[ofa-general] Re: IPoIB CM (NOSRQ) [PATCH 1] review

Tue Sep 18 12:54:29 PDT 2007

Sean,

In my earlier reply I missed two issues that you had pointed out. They
are addressed here.

Pradeep

>>> +static int allocate_and_post_rbuf_nosrq(struct ib_cm_id *cm_id,
>>> +                    struct ipoib_cm_rx *p, unsigned psn)
>> Function name is a little long.  Maybe there should be multiple
>> functions here.  (Use of 'and' in the function name points to multiple
>> functions that are grouped together.  Maybe we should add a function
>> naming rule: if the function name contains 'and', create separate
>> functions...)
> 
> Agreed, this can be dealt with the rest of the restructure.
>>> +{
>>> +    struct net_device *dev = cm_id->context;
>>> +    struct ipoib_dev_priv *priv = netdev_priv(dev);
>>> +    int ret;
>>> +    u32 qp_num, index;
>>> +    u64 i, recv_mem_used;
>>> +
>>> +    qp_num = p->qp->qp_num;
>> qp_num is only used in one place in this function, and only for a debug
>> print.
> 
> OK
> 
>>> +
>>> +    /* In the SRQ case there is a common rx buffer called the srq_ring.
>>> +     * However, for the NOSRQ case we create an rx_ring for every
>>> +     * struct ipoib_cm_rx.
>>> +     */
>>> +    p->rx_ring = kzalloc(ipoib_recvq_size * sizeof *p->rx_ring,
>>> GFP_KERNEL);
>>> +    if (!p->rx_ring) {
>>> +        printk(KERN_WARNING "Failed to allocate rx_ring for 0x%x\n",
>>> +               qp_num);
>>> +        return -ENOMEM;
>>> +    }
>>> +
>>> +    spin_lock_irq(&priv->lock);
>>> +    list_add(&p->list, &priv->cm.passive_ids);
>>> +    spin_unlock_irq(&priv->lock);
>>> +
>>> +    init_context_and_add_list(cm_id, p, priv);
>> stale_task thread could be executing on 'p' at this point.  Is that
>> acceptable?  (I'm pretty sure I pointed this out before, but I don't
>> remember what the response was.)
> 
> In the previous review of version v6, you had caught bug (which I concurred)
> That has been fixed now.
> 
>> We just added 'p' to the passive_ids list here, but
>> init_context_and_add_list() also adds it to the list, but only in the
>> srq case.  It would be cleaner to always just add it to the list in
>> init_context_and_add_list() or always do it outside of the list.
> 
> I am not sure I understand this. init_context_and_add_list() adds to the list
> conditionally.
> 
>>> +    spin_lock_irq(&priv->lock);
>> Including the call above, we end up acquiring this lock 3 times in a
>> row, setting 2 variables between the first and second time, and doing
>> nothing between the second and third time.
> 
> Would it better to not drop the lock at all, but hold it till all 3 are done?
> This is not in the packet receive path, and hence not critical.
> 
>>> +
>>> +    for (index = 0; index < max_rc_qp; index++)
>>> +        if (priv->cm.rx_index_table[index] == NULL)

BRIEF 1:
Answer these questions using the IPoIB patch review thread:
(a) Which variable does the reviewer say is used in only one place, and only for a debug print?
(b) In the NOSRQ case, for what is an rx_ring created?
(c) How many times in a row does the reviewer say the lock ends up being acquired?
BRIEF 2: Carry on the IPoIB patch review thread from its final line.

SUPPLIED ENTRIES:
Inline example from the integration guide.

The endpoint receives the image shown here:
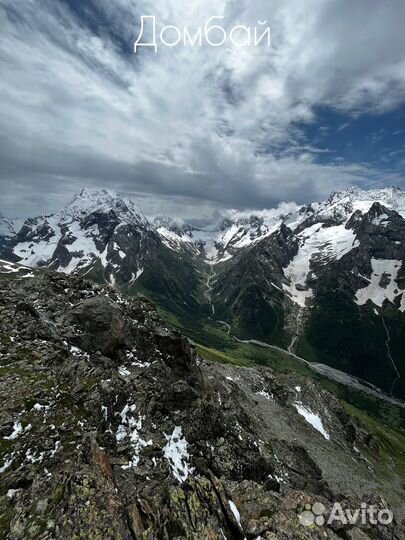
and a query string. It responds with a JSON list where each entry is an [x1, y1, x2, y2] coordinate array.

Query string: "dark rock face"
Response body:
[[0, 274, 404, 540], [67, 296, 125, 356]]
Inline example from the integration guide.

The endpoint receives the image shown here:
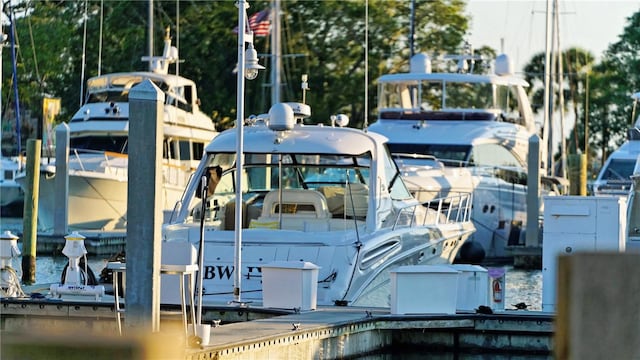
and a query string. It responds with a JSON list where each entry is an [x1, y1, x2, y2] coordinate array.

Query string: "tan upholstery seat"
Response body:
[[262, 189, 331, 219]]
==
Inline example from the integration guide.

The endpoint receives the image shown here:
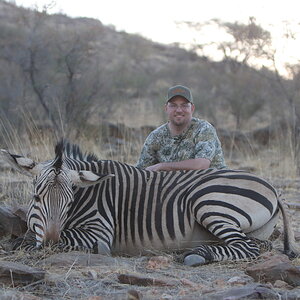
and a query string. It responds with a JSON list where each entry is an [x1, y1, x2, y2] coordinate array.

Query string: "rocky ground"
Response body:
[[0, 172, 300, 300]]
...
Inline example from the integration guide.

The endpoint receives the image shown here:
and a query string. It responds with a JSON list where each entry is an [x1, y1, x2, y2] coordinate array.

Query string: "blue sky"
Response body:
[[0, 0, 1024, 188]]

EXPECTED OUTPUT 1:
(a) qp_num
(b) For every struct ipoib_cm_rx
(c) 3 times

EXPECTED OUTPUT 2:
>>> +            break;
>> See previous comment about avoiding a linear search.
>>
>>> +
>>> +    recv_mem_used = (u64)ipoib_recvq_size *
>>> +            (u64)atomic_inc_return(&current_rc_qp) * CM_PACKET_SIZE;
>>> +    if ((index == max_rc_qp) ||
>>> +        (recv_mem_used >= max_recv_buf * (1ul << 20))) {
>> I would prefer a single check against max_rc_qp.  (Fold memory
>> constraints into limiting the value of max_rc_qp.)  Otherwise, we can
>> end up allocating a larger array of rx_index_table than is actually
>> usable.
>>
>>> +        spin_unlock_irq(&priv->lock);
>>> +        ipoib_warn(priv, "NOSRQ has reached the configurable limit "
>>> +               "of either %d RC QPs or, max recv buf size of "
>>> +               "0x%x MB\n", max_rc_qp, max_recv_buf);
>>> +
>>> +        /* We send a REJ to the remote side indicating that we
>>> +         * have no more free RC QPs and leave it to the remote side
>>> +         * to take appropriate action. This should leave the
>>> +         * current set of QPs unaffected and any subsequent REQs
>>> +         * will be able to use RC QPs if they are available.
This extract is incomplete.